- ARTICLE -
_ _ _ _ _ _ _
Showing posts with label sports. Show all posts
Showing posts with label sports. Show all posts

Wednesday, February 7, 2007

All fungoes, all the time

Believe it or not, the year-round extravaganza that is Japanese baseball is gearing up for another season.

It seems like only yesterday -- mere weeks after my arrival here -- that the Trey Hillman-managed Hokkaido Nippon Ham Fighters bested the Chunichi Dragons in the Japan Series.

What prompted this post? One of the sports channels offered by my cable provider has been showing Hanshin Tigers spring training round the clock all week. And by spring training I don't mean exhibition games -- actual training. Over the past several days I've seen catchers doing pop-up drills, pitchers going through their daily workouts, and hitters taking simultaneous live batting practice with a row of batting cages lined up at home plate. These aren't highlights or anything: just raw footage with commentary.

While I know that the Hanshin Tigers are a special case, as Tigers fans are perhaps the most fanatic in the world, this strikes me as a bit much.
_ _ _ _ _ _ _
- RECORD EXCERPTS -
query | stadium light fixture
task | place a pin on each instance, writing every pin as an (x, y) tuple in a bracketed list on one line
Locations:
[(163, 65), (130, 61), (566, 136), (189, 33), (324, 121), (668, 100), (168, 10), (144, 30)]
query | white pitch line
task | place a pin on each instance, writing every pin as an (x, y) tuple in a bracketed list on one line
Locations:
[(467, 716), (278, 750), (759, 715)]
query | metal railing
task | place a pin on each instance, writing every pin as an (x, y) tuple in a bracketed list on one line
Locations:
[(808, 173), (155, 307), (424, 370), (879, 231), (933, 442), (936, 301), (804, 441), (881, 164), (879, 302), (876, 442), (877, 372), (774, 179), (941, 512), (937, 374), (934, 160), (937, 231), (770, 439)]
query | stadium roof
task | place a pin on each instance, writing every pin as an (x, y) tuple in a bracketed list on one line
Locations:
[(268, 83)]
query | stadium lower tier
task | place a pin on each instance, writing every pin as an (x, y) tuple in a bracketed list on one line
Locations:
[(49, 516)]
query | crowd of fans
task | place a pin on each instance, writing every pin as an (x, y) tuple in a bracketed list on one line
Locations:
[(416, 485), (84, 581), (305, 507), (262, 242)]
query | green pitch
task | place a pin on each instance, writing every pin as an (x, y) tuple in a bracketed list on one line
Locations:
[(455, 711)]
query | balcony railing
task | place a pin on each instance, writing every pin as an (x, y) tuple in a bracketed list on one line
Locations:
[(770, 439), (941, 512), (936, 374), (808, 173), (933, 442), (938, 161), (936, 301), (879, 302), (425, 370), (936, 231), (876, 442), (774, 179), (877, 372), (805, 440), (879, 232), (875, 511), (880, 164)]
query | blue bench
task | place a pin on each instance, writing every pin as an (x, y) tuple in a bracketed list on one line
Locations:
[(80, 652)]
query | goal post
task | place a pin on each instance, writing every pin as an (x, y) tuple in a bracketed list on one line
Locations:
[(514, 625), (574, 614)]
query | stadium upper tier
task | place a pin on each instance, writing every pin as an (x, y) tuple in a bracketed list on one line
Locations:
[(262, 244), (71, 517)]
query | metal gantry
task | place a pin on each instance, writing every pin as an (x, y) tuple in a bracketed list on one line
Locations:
_ _ _ _ _ _ _
- DIRECTIONS FOR THIS TASK -
Pick up the post about Japanese baseball from where it stops. The records aren't needed for this.

- REPLY -
Then again, I hope that I'll catch infield drills one day. Japanese teams run infield drills with greater intensity than I'm used to back in the US.

Thursday, December 14, 2006

Matsuzaka is signed

So at the last minute, the Red Sox reached a deal with Seibu Lions pitcher Matsuzaka Daisuke (or rather, Scott Boras, his agent).

Total price tag, including the posting fee? $103.11 million.

There's no question that Matsuzaka is a phenomenal pitcher, but then you read an article such as this from the IHT, which includes the following insight from Marty Kuehnert, general manager of the Rakuten Golden Eagles:
"It's like a time bomb. When is it going to go off?" said Marty Kuehnert, an American-born resident of Japan and the first foreign general manager of a Japanese pro team, the Tohoku Rakuten Golden Eagles. "Any Japanese pitcher, these guys included, has thrown too much. The Japanese mentality is that it will make them stronger. But if I was trying to sign these guys, I'd take a good look at them."

Foreign players in Japan often joke that Japanese are "all thrown out at age 30" because of rigorous training from the age of 12, Kuehnert said by phone from Sendai, Japan.

"They throw easily two to three times more pitches in their career than Americans," he said.

"They play 360 days out of the year. It's taken to an extreme that you don't see in America. So the level is very high, but they break down sooner."

So after all this, the Red Sox are taking a tremendous risk on a pitcher who could potentially have a shelf life well under the six years for which he has been signed.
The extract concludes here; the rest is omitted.